* _DATA FOR THE TASK_:

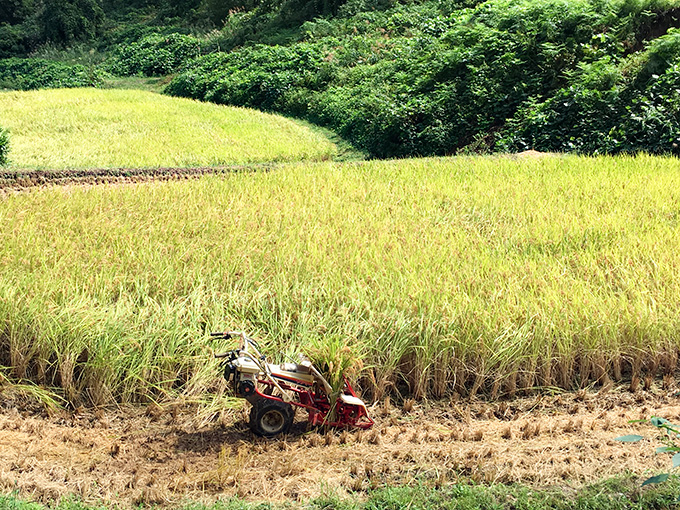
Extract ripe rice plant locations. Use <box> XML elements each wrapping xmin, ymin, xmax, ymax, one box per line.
<box><xmin>0</xmin><ymin>89</ymin><xmax>335</xmax><ymax>169</ymax></box>
<box><xmin>0</xmin><ymin>155</ymin><xmax>680</xmax><ymax>404</ymax></box>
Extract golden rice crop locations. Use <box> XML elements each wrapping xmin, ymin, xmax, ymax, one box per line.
<box><xmin>0</xmin><ymin>89</ymin><xmax>335</xmax><ymax>169</ymax></box>
<box><xmin>0</xmin><ymin>155</ymin><xmax>680</xmax><ymax>403</ymax></box>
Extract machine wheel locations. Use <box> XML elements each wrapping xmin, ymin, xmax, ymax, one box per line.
<box><xmin>250</xmin><ymin>398</ymin><xmax>294</xmax><ymax>437</ymax></box>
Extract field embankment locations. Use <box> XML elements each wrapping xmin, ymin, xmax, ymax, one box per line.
<box><xmin>0</xmin><ymin>89</ymin><xmax>335</xmax><ymax>171</ymax></box>
<box><xmin>0</xmin><ymin>156</ymin><xmax>680</xmax><ymax>404</ymax></box>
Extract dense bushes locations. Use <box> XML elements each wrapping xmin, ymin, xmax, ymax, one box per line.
<box><xmin>110</xmin><ymin>34</ymin><xmax>200</xmax><ymax>76</ymax></box>
<box><xmin>167</xmin><ymin>0</ymin><xmax>680</xmax><ymax>157</ymax></box>
<box><xmin>0</xmin><ymin>58</ymin><xmax>103</xmax><ymax>90</ymax></box>
<box><xmin>502</xmin><ymin>31</ymin><xmax>680</xmax><ymax>154</ymax></box>
<box><xmin>0</xmin><ymin>126</ymin><xmax>9</xmax><ymax>166</ymax></box>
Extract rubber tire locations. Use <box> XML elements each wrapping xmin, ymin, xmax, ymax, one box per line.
<box><xmin>250</xmin><ymin>398</ymin><xmax>295</xmax><ymax>437</ymax></box>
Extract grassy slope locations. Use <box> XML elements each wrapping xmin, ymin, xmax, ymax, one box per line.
<box><xmin>0</xmin><ymin>480</ymin><xmax>678</xmax><ymax>510</ymax></box>
<box><xmin>0</xmin><ymin>89</ymin><xmax>335</xmax><ymax>169</ymax></box>
<box><xmin>0</xmin><ymin>156</ymin><xmax>680</xmax><ymax>402</ymax></box>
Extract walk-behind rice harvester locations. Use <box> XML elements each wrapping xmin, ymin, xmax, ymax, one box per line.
<box><xmin>211</xmin><ymin>331</ymin><xmax>373</xmax><ymax>437</ymax></box>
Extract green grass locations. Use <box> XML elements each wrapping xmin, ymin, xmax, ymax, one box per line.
<box><xmin>0</xmin><ymin>89</ymin><xmax>335</xmax><ymax>169</ymax></box>
<box><xmin>0</xmin><ymin>478</ymin><xmax>680</xmax><ymax>510</ymax></box>
<box><xmin>0</xmin><ymin>156</ymin><xmax>680</xmax><ymax>403</ymax></box>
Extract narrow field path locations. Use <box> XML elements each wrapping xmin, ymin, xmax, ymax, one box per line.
<box><xmin>0</xmin><ymin>388</ymin><xmax>680</xmax><ymax>506</ymax></box>
<box><xmin>0</xmin><ymin>163</ymin><xmax>282</xmax><ymax>190</ymax></box>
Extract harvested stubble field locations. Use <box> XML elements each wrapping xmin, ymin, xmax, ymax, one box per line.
<box><xmin>0</xmin><ymin>386</ymin><xmax>680</xmax><ymax>507</ymax></box>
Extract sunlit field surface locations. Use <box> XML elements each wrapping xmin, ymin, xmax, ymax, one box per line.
<box><xmin>0</xmin><ymin>89</ymin><xmax>335</xmax><ymax>170</ymax></box>
<box><xmin>0</xmin><ymin>156</ymin><xmax>680</xmax><ymax>403</ymax></box>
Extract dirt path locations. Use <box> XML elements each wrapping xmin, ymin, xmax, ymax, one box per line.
<box><xmin>0</xmin><ymin>390</ymin><xmax>680</xmax><ymax>506</ymax></box>
<box><xmin>0</xmin><ymin>163</ymin><xmax>280</xmax><ymax>191</ymax></box>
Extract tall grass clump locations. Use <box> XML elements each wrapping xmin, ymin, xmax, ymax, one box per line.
<box><xmin>0</xmin><ymin>155</ymin><xmax>680</xmax><ymax>403</ymax></box>
<box><xmin>0</xmin><ymin>89</ymin><xmax>335</xmax><ymax>169</ymax></box>
<box><xmin>0</xmin><ymin>126</ymin><xmax>9</xmax><ymax>166</ymax></box>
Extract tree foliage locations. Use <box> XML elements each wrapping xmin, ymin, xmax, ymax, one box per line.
<box><xmin>167</xmin><ymin>0</ymin><xmax>680</xmax><ymax>157</ymax></box>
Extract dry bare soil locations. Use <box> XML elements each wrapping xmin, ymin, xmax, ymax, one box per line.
<box><xmin>0</xmin><ymin>387</ymin><xmax>680</xmax><ymax>506</ymax></box>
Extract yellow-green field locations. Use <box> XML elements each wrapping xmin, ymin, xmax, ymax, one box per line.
<box><xmin>0</xmin><ymin>89</ymin><xmax>335</xmax><ymax>169</ymax></box>
<box><xmin>0</xmin><ymin>156</ymin><xmax>680</xmax><ymax>403</ymax></box>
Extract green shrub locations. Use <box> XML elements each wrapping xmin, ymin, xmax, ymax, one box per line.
<box><xmin>0</xmin><ymin>127</ymin><xmax>9</xmax><ymax>166</ymax></box>
<box><xmin>0</xmin><ymin>58</ymin><xmax>104</xmax><ymax>90</ymax></box>
<box><xmin>167</xmin><ymin>0</ymin><xmax>680</xmax><ymax>157</ymax></box>
<box><xmin>110</xmin><ymin>34</ymin><xmax>200</xmax><ymax>76</ymax></box>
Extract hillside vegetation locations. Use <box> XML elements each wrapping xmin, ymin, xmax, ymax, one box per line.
<box><xmin>0</xmin><ymin>0</ymin><xmax>680</xmax><ymax>157</ymax></box>
<box><xmin>0</xmin><ymin>89</ymin><xmax>335</xmax><ymax>169</ymax></box>
<box><xmin>0</xmin><ymin>156</ymin><xmax>680</xmax><ymax>404</ymax></box>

* _AIM OF THE EXERCISE_:
From the line with "Extract tree foliage" to the last line of the material, give every line again exactly, and only those lines.

* _FINAL RESULT_:
Extract tree foliage locations. Use <box> XML elements each wrapping xmin, ymin, xmax, ymax, one box per line.
<box><xmin>167</xmin><ymin>0</ymin><xmax>680</xmax><ymax>157</ymax></box>
Extract dry bare soil locations. Use <box> XML elements each wrapping xmin, ymin, xmax, ymax, one box per line.
<box><xmin>0</xmin><ymin>387</ymin><xmax>680</xmax><ymax>506</ymax></box>
Extract yellow-green field locations. Use <box> XML elements each wrapping xmin, ymin, xmax, ymax, one box per line.
<box><xmin>0</xmin><ymin>89</ymin><xmax>335</xmax><ymax>169</ymax></box>
<box><xmin>0</xmin><ymin>156</ymin><xmax>680</xmax><ymax>403</ymax></box>
Extract green shrub locations. Use <box> XML elements each wrapping xmin, ymin, xmax, ymax, one box per line.
<box><xmin>0</xmin><ymin>127</ymin><xmax>9</xmax><ymax>166</ymax></box>
<box><xmin>0</xmin><ymin>58</ymin><xmax>104</xmax><ymax>90</ymax></box>
<box><xmin>167</xmin><ymin>0</ymin><xmax>680</xmax><ymax>157</ymax></box>
<box><xmin>110</xmin><ymin>34</ymin><xmax>200</xmax><ymax>76</ymax></box>
Extract hillside vegetation locations. Use <box> XML elements each wrapping xmin, ymin, xmax, ymax, one box per line.
<box><xmin>0</xmin><ymin>0</ymin><xmax>680</xmax><ymax>157</ymax></box>
<box><xmin>0</xmin><ymin>89</ymin><xmax>335</xmax><ymax>169</ymax></box>
<box><xmin>0</xmin><ymin>156</ymin><xmax>680</xmax><ymax>404</ymax></box>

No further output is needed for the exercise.